_What the exercise asks_
Reproduce every line of the records from the line containing "Drop a point on each instance of the police uniform." through the end of the records, inclusive. In your copy, adjust each pin coordinate by adding -123 to it.

>> Start Task inputs

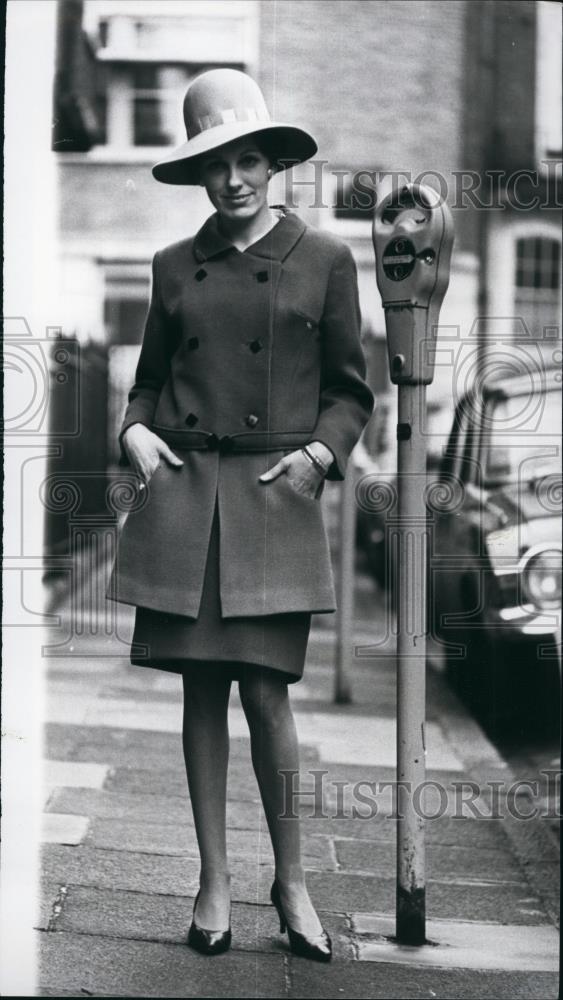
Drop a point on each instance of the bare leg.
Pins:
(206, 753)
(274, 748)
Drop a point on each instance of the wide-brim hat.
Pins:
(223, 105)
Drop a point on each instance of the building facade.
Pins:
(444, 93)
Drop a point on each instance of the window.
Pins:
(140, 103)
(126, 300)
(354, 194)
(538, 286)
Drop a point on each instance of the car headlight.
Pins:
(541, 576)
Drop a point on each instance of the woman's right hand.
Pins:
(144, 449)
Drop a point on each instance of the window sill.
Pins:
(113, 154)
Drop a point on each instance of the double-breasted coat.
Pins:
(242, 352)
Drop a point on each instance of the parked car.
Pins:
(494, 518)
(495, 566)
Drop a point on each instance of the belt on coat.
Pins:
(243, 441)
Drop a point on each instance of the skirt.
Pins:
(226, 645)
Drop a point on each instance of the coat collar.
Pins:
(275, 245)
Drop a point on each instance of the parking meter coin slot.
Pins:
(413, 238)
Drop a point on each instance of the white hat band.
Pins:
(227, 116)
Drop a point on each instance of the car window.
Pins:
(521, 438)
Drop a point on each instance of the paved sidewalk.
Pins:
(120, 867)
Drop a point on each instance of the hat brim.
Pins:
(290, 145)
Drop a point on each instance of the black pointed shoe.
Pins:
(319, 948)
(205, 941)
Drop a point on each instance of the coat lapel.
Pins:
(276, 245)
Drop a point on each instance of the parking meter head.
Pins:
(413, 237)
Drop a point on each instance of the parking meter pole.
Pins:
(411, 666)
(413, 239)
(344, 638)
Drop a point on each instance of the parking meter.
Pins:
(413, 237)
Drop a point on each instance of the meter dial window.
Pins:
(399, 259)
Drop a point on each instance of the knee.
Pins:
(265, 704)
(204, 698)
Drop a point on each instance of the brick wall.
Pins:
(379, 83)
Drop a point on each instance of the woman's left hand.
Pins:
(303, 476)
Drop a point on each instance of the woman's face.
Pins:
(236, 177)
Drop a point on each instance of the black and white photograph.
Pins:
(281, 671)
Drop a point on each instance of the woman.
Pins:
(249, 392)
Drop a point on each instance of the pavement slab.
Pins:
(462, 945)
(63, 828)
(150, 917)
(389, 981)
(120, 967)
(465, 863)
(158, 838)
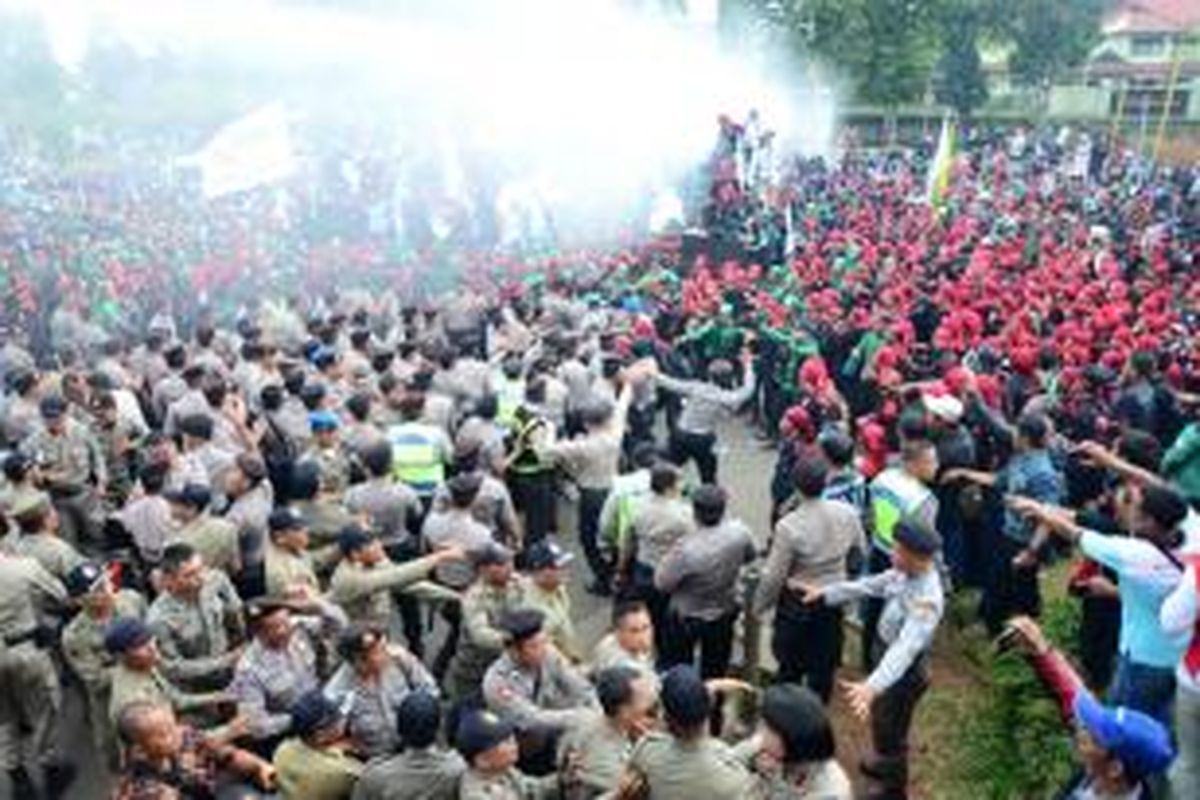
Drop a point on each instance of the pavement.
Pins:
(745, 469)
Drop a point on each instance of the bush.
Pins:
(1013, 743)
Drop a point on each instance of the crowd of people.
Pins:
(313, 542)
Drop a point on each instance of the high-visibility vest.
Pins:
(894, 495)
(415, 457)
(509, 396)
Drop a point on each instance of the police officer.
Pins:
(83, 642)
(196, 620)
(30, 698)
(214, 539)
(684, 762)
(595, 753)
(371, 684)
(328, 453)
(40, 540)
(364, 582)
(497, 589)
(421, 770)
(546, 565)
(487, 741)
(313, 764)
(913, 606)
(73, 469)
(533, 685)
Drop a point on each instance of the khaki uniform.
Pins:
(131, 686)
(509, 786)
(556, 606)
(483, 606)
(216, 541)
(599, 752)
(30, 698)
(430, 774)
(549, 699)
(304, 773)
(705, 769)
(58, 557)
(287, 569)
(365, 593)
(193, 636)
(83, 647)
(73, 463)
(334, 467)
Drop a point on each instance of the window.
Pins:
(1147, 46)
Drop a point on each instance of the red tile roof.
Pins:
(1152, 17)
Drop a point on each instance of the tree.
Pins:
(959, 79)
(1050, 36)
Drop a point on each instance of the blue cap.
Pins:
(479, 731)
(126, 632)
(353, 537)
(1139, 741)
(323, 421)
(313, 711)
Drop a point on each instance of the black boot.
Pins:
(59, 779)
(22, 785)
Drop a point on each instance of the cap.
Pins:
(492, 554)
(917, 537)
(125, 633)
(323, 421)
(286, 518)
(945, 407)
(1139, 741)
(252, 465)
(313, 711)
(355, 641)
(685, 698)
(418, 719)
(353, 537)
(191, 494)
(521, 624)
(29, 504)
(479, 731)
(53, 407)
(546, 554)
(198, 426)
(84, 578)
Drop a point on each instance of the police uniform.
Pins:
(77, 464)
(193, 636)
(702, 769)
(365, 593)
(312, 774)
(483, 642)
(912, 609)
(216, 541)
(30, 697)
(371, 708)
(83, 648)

>> End Task inputs

_Output for this exercise_
Drop a point on each instance of the police uniform.
Pins:
(-46, 341)
(70, 513)
(579, 646)
(242, 470)
(189, 651)
(360, 519)
(789, 486)
(93, 418)
(-93, 574)
(248, 585)
(-40, 525)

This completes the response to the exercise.